**Work order:** Reproduce the following lines verbatim, character for character, without altering anything.

**Data section:**
• • • • • • •

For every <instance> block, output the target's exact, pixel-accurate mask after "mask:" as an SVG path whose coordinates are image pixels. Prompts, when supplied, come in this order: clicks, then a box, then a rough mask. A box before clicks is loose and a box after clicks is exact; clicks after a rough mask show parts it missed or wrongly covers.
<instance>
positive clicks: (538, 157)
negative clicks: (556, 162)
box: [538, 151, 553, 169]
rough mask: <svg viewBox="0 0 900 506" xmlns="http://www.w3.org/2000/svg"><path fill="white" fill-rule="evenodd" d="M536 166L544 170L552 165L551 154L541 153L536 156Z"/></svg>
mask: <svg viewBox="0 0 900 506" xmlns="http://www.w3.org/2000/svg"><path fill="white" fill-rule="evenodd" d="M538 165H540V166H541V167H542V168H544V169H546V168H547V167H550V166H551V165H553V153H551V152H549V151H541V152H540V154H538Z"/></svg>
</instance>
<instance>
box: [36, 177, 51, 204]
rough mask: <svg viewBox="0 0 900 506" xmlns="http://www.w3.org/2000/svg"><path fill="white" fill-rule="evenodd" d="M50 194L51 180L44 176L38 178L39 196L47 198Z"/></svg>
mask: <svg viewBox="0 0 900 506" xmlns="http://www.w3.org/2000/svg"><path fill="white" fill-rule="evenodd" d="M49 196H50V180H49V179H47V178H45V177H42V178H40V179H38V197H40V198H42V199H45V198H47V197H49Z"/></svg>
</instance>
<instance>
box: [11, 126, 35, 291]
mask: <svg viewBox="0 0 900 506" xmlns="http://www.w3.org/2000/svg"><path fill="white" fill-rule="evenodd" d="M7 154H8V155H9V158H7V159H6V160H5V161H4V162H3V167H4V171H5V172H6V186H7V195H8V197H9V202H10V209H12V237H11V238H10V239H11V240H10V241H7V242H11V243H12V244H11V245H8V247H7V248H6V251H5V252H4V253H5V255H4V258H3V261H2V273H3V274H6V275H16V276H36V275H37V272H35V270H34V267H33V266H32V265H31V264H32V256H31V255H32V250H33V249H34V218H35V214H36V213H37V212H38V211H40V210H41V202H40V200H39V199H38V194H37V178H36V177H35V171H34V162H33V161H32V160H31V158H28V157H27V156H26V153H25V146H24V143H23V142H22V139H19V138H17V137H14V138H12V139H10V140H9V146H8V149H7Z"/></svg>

• • • • • • •

**Written solution:**
For every <instance> block, output the target's exact, pixel-accurate mask after "mask:" as an SVG path whose coordinates are image pixels. Prompts, when supplied, come in this order: clicks, then a box, then a rough mask. A box before clicks is loose and a box after clicks is exact; clicks after a rough mask show parts it missed or wrongly covers.
<instance>
positive clicks: (538, 157)
negative clicks: (556, 162)
box: [538, 151, 553, 169]
rough mask: <svg viewBox="0 0 900 506" xmlns="http://www.w3.org/2000/svg"><path fill="white" fill-rule="evenodd" d="M536 166L544 170L552 165L551 154L541 153L536 156Z"/></svg>
mask: <svg viewBox="0 0 900 506" xmlns="http://www.w3.org/2000/svg"><path fill="white" fill-rule="evenodd" d="M538 165H540V166H541V167H542V168H544V169H546V168H547V167H550V166H551V165H553V153H551V152H549V151H541V152H540V154H538Z"/></svg>
</instance>
<instance>
box: [36, 177, 51, 204]
rough mask: <svg viewBox="0 0 900 506" xmlns="http://www.w3.org/2000/svg"><path fill="white" fill-rule="evenodd" d="M50 194L51 180L44 176L38 178L39 196L47 198Z"/></svg>
mask: <svg viewBox="0 0 900 506" xmlns="http://www.w3.org/2000/svg"><path fill="white" fill-rule="evenodd" d="M49 196H50V180H49V179H47V178H45V177H42V178H40V179H38V197H40V198H42V199H45V198H47V197H49Z"/></svg>
</instance>
<instance>
box: [11, 126, 35, 291]
mask: <svg viewBox="0 0 900 506" xmlns="http://www.w3.org/2000/svg"><path fill="white" fill-rule="evenodd" d="M7 154H8V155H9V158H7V159H6V160H5V161H4V162H3V167H4V171H5V172H6V186H7V195H8V197H9V202H10V209H12V237H11V238H10V239H11V240H10V241H7V242H11V243H12V244H11V245H8V247H7V248H6V251H5V252H4V253H5V255H4V258H3V261H2V273H3V274H6V275H16V276H36V275H37V272H35V270H34V267H33V266H32V265H31V264H32V256H31V255H32V250H33V249H34V218H35V214H36V213H37V212H38V211H40V210H41V202H40V200H39V199H38V194H37V178H36V177H35V171H34V162H33V161H32V160H31V158H28V157H27V156H26V153H25V146H24V143H23V142H22V139H19V138H17V137H14V138H12V139H10V140H9V146H8V149H7Z"/></svg>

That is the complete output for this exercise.